▶ **SET PROBLEM 1**
For each of these statements about the interview excerpt on color perception, answer yes or no and quote the interview excerpt's deciding words: (a) The man met ten years earlier saw only shades of black and white. (b) Under the theory described, blue would need the smallest amount displayed. (c) Green is the favorite color of 14% of women and 14% of men.
▶ **SET PROBLEM 2**
Reproduce word for word the part of the interview excerpt on color perception between "AC-H: Yes it" and "our vision is.", inclusive.
# Start of TEXT PASSAGE
AC-H: Yes it is. 10 years ago I met a man who saw no colour, he only saw shades of black and white. He had taught himself a percentage system where each shade would have a number (or percentage) which would associate with a colour. He would point out “I know the sky is blue and this apple is red”. I believed the man was not only seeing the colour he had learned by using shade but also was using perception in that “I know the sky is blue, so it must be blue”?

AB: It just shows how advanced our vision is.

AC-H: Exactly; my research showed that there was something more. I worked on the theory that yellow being the brightest and most intense colour (as it is created in the brain) you would only need to display a small amount (14%). Red being the next intense and you would require a little more (23%). Green being next a small amount still (38%) and then blue where you would need the most (62%).  Whats interesting is that their is some similarity to what colours people like. Females favourite colours are Blue – 35%, Black – 6%, Yellow – 3%, White – 1%, Red – 9%, Purple – 23%, Orange – 5%, Grey – 1%, Green – 14% and Brown – 3%. For Men it is Blue – 57%, Black – 9%, Yellow – 1%, White – 2%, Red – 7%, Orange – 5%, Grey – 3%, Green – 14% and Brown – 2%.
# End of TEXT PASSAGE
# Start of STORED ROWS
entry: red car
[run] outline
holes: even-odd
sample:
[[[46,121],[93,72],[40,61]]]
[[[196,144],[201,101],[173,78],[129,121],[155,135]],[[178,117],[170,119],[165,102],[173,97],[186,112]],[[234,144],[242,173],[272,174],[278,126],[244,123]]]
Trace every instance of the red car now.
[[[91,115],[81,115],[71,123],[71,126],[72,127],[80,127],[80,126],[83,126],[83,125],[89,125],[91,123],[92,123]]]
# End of STORED ROWS
▶ **TASK RESULT 1**
(a) Yes: "he only saw shades of black and white"
(b) No: "then blue where you would need the most (62%)"
(c) Yes: "Green – 14% and Brown – 3%" for females and "Green – 14% and Brown – 2%" for men

▶ **TASK RESULT 2**
AC-H: Yes it is. 10 years ago I met a man who saw no colour, he only saw shades of black and white. He had taught himself a percentage system where each shade would have a number (or percentage) which would associate with a colour. He would point out “I know the sky is blue and this apple is red”. I believed the man was not only seeing the colour he had learned by using shade but also was using perception in that “I know the sky is blue, so it must be blue”?

AB: It just shows how advanced our vision is.